Point labeling data
______

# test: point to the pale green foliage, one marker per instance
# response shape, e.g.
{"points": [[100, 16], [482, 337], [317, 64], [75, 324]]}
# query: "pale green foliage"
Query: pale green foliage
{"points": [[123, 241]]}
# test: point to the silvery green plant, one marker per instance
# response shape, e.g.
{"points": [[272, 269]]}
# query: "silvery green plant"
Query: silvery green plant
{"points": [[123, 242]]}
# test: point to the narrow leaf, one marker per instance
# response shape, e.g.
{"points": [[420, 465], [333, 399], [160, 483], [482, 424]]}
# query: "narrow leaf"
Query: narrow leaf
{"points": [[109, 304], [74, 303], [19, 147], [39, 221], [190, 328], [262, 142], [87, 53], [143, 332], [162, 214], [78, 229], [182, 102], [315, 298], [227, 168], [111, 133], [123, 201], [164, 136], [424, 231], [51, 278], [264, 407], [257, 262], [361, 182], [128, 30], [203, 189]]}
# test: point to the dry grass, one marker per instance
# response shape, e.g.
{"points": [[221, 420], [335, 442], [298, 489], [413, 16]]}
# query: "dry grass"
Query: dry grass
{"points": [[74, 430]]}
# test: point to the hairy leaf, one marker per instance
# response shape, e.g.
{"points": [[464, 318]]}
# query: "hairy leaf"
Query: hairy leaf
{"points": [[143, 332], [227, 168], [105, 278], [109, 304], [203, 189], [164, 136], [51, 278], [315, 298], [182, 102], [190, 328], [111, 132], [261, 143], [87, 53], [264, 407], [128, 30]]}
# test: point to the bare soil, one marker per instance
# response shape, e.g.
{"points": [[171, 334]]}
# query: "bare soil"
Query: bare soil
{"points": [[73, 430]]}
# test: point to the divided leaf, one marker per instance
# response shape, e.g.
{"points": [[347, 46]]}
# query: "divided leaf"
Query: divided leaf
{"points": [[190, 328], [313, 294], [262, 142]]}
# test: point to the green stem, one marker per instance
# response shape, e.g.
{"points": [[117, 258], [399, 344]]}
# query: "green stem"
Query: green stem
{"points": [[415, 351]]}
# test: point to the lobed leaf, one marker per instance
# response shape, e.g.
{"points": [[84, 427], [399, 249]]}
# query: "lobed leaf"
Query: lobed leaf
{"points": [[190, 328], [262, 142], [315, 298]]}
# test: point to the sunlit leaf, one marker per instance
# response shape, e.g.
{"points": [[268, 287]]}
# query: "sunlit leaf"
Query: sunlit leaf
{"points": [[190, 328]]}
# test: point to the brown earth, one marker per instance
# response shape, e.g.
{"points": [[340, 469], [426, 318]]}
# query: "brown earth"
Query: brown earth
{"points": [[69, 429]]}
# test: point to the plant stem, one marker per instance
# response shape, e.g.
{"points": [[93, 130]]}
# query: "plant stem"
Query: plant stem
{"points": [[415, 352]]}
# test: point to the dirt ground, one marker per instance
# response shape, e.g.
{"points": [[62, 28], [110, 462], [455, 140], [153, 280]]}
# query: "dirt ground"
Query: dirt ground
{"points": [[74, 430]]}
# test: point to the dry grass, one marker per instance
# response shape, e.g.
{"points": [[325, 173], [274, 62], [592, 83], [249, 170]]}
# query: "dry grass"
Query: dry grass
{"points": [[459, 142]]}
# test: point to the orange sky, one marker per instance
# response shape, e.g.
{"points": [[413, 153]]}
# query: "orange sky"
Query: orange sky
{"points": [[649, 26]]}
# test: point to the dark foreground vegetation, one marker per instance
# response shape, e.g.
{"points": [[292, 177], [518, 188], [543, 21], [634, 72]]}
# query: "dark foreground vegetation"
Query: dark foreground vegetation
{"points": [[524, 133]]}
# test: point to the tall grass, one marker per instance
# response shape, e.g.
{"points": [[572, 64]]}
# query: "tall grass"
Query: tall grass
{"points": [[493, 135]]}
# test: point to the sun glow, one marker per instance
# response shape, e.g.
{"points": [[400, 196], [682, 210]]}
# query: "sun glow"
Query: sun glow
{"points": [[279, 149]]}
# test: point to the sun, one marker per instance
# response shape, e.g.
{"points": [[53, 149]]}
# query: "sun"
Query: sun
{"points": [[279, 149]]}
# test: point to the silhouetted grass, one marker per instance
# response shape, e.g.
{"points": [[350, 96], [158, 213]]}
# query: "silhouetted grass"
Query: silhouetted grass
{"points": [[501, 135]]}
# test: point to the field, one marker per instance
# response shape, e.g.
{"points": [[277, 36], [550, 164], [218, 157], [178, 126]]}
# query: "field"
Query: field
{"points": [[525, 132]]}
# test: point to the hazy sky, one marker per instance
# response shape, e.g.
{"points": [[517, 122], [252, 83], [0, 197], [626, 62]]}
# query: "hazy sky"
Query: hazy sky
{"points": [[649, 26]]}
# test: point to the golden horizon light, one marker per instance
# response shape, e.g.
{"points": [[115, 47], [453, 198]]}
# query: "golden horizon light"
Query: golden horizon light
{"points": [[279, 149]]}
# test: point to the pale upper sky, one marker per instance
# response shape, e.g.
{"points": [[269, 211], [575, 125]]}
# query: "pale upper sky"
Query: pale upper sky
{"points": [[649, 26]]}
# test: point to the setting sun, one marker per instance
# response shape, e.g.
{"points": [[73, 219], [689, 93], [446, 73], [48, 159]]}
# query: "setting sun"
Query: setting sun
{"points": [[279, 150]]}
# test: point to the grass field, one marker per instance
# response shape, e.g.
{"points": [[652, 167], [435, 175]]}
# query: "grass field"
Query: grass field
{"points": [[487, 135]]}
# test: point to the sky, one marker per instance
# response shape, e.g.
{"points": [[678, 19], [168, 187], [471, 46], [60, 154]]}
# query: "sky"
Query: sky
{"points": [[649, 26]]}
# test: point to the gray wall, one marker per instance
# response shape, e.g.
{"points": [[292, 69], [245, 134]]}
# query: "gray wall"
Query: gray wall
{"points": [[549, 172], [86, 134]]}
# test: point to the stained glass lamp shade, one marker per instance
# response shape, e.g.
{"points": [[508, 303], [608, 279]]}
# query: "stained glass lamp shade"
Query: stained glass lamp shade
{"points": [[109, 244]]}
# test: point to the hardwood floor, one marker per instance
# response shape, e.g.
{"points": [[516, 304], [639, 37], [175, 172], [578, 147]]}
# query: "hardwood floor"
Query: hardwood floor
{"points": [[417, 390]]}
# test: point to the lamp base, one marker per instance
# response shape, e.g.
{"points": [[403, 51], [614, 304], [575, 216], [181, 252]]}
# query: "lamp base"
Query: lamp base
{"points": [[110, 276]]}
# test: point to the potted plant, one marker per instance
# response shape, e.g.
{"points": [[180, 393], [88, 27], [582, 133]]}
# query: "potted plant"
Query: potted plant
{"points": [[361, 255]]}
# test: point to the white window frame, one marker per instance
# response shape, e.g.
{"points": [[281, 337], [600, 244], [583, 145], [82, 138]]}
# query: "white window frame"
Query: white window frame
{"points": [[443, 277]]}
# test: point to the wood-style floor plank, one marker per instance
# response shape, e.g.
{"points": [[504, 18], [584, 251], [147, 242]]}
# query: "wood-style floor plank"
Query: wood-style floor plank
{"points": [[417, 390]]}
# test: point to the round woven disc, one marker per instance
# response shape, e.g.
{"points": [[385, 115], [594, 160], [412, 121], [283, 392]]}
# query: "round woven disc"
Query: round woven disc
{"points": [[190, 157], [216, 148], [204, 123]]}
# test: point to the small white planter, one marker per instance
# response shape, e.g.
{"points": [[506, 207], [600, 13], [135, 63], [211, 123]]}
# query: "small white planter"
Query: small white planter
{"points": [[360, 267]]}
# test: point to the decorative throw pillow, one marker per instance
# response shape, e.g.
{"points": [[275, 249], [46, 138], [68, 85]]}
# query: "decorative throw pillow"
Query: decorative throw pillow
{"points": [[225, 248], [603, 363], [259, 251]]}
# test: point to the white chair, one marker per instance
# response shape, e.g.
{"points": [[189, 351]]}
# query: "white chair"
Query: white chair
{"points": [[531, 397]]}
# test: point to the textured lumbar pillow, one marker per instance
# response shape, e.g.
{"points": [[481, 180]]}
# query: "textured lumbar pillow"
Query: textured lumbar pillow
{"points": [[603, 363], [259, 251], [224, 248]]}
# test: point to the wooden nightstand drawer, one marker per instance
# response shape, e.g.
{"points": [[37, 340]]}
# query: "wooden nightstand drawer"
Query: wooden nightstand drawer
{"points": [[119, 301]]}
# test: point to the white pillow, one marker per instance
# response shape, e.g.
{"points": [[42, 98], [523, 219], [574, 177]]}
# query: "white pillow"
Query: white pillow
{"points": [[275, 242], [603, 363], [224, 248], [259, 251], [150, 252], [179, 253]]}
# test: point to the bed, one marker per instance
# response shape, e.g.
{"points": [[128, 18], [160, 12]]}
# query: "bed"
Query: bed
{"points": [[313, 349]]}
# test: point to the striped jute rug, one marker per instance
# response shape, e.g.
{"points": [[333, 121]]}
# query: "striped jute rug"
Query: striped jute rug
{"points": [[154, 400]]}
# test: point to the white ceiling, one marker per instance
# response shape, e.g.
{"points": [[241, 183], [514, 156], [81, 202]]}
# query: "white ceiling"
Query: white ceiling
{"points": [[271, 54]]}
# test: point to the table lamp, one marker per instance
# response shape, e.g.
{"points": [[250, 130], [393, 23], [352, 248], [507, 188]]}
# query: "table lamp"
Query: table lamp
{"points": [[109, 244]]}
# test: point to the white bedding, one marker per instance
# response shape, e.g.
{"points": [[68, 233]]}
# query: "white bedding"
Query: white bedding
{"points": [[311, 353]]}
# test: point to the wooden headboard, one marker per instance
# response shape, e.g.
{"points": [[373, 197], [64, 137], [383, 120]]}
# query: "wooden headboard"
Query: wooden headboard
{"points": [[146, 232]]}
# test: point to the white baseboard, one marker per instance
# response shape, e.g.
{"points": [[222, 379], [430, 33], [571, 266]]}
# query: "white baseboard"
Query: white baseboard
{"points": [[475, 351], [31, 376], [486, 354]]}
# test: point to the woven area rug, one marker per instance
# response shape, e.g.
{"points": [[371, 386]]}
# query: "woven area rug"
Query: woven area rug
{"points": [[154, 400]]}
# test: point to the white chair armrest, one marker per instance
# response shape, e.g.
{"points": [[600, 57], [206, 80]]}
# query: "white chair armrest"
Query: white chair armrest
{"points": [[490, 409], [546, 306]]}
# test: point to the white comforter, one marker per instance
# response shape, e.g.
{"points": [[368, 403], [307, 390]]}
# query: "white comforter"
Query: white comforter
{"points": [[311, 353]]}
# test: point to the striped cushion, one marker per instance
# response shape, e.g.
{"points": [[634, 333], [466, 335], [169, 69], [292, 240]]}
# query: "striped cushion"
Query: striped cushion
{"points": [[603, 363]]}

______

§ **Aim of the exercise**
Copy out word for word the lines of the data above, starting with the line that contains "# test: point to the bed, one" and going through the end of the data.

§ **Task output**
# test: point to the bed, one marker per instance
# response shape, e.g.
{"points": [[128, 18], [160, 12]]}
# query: "bed"
Query: bed
{"points": [[313, 349]]}
# test: point to the striped jute rug, one marker per instance
# response shape, e.g.
{"points": [[333, 121]]}
# query: "striped jute rug"
Query: striped jute rug
{"points": [[154, 400]]}
# test: point to the white ceiling, one marker per instance
# response shape, e.g.
{"points": [[241, 183], [514, 156], [81, 202]]}
# query: "white ceiling"
Query: white ceiling
{"points": [[271, 54]]}
# test: point to the table lamp, one marker per instance
# response shape, e.g.
{"points": [[250, 130], [393, 23], [352, 248], [507, 188]]}
# query: "table lamp"
Query: table lamp
{"points": [[109, 244]]}
# test: point to the white bedding, one marker per instance
# response shape, e.g.
{"points": [[68, 233]]}
# query: "white bedding"
Query: white bedding
{"points": [[311, 353]]}
# test: point to the wooden headboard, one marker per instance
# response shape, e.g.
{"points": [[373, 197], [64, 137], [383, 120]]}
# query: "wooden headboard"
Query: wooden headboard
{"points": [[146, 232]]}
# test: point to the white baseboard, one marker per instance
# response shape, e.g.
{"points": [[222, 379], [430, 33], [571, 266]]}
# query: "white baseboard"
Query: white baseboard
{"points": [[475, 351], [31, 376], [486, 354]]}
# test: point to the woven area rug, one marker per instance
# response shape, e.g.
{"points": [[371, 386]]}
# query: "woven area rug"
Query: woven area rug
{"points": [[154, 400]]}
# test: point to the white chair armrest, one marker per instance
# response shape, e.g.
{"points": [[600, 57], [206, 80]]}
# query: "white chair armrest"
Query: white chair armrest
{"points": [[490, 409], [546, 306]]}
# test: point to the white comforter, one marker per instance
# response shape, e.g.
{"points": [[368, 403], [307, 390]]}
# query: "white comforter"
Query: white comforter
{"points": [[311, 353]]}
# test: point to the striped cushion, one marker per instance
# response shape, e.g.
{"points": [[634, 333], [466, 335], [169, 69], [292, 240]]}
# query: "striped cushion"
Query: striped cushion
{"points": [[603, 363]]}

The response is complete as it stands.